- Request: Rewrite the records below, swapping "truck tire" for "car wheel" and leaving everything else unchanged.

Dataset entries
# # # # # # #
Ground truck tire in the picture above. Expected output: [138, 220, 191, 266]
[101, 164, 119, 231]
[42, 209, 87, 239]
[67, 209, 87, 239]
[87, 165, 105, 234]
# # # # # # #
- Final result:
Ground car wheel in the picture above. Expected output: [138, 220, 191, 266]
[101, 164, 119, 231]
[42, 209, 87, 239]
[67, 209, 87, 239]
[87, 165, 105, 234]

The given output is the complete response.